Reproduce every one of the records below word for word, keeping their order.

__INFORMATION SHOWN__
#####

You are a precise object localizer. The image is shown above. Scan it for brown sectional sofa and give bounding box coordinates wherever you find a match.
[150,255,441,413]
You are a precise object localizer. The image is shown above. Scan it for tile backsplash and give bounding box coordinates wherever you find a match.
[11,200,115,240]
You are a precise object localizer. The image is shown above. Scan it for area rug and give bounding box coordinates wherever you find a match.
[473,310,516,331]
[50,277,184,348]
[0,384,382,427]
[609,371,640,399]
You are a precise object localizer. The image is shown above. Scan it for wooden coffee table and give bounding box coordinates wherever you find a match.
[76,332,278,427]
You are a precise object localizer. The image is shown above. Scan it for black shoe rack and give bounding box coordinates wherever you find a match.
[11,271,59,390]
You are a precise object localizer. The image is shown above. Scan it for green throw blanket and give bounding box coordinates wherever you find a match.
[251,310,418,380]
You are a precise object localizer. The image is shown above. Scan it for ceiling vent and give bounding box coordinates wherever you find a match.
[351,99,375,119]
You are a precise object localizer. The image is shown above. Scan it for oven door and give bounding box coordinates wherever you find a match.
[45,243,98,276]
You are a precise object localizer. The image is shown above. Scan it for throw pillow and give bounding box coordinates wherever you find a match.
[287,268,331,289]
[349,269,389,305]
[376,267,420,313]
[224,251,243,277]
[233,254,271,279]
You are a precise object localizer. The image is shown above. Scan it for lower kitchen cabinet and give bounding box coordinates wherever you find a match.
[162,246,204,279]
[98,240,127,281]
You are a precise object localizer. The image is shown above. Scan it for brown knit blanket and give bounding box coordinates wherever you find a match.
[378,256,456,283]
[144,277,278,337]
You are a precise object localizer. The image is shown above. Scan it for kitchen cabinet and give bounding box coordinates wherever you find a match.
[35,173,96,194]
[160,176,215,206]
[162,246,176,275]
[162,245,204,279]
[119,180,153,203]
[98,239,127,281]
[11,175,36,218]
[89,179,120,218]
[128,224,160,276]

#####

__SOLUTION TO THIS PROBLEM__
You are a precise object localizer. The image is shown above. Scan it for brown sectional sofa and give bounding box coordinates wherever you find a match.
[150,255,441,413]
You are a precise object localizer. The image is shown above. Scan it for tile backsplash and give bounding box coordinates wherever you find a match.
[11,200,115,240]
You are a precise object localizer. The image is shown above. Scan it for area rug and give bounding box coordinates wherever you find a match.
[473,310,516,331]
[50,277,184,348]
[0,384,382,427]
[609,371,640,399]
You are a precise object localizer. The image is shown above. Scan it for wooden coffee table and give bounding box coordinates wherever you find a match.
[76,332,278,427]
You are a precise object localizer. The image is shown above. Scan it for black shoe rack and give bounding box coordinates wherever you find a match.
[11,271,59,390]
You are a precise object localizer. The image is shown above. Scan it for green throw blanket and give bounding box coordinates wherever you find a match.
[251,310,418,380]
You are a precise object localizer. The image is shown above. Scan it for ceiling vent and give bounding box coordinates wherever you find a match.
[351,99,375,119]
You are a precise object localizer. The image is shown above. Scan it for oven door and give bounding box coordinates wherever you find a match.
[45,243,98,276]
You are a precise object localizer. The image is shown above. Scan it for throw pillow and give bounding box coordinates wherever you find a match.
[287,268,331,289]
[349,269,389,305]
[376,267,420,313]
[224,251,243,277]
[233,254,271,279]
You are a precise object localizer. The image is shown above. Scan it for lower kitchen cabinet and give bounding box coordinates wherever you find a match.
[162,246,204,279]
[98,240,127,281]
You are a precise object localizer. The image is shown above. Scan it for brown knit blanket and give bounding box coordinates wherever you find a match.
[378,256,456,283]
[144,277,278,337]
You are a precise object localizer. The image is shown above. Scan it for kitchen cabinet and give bounding box coordinates wherever you find a match.
[35,173,96,194]
[160,176,215,206]
[162,246,176,275]
[162,245,204,279]
[119,180,153,203]
[98,239,127,281]
[11,175,36,218]
[89,179,120,218]
[128,224,160,276]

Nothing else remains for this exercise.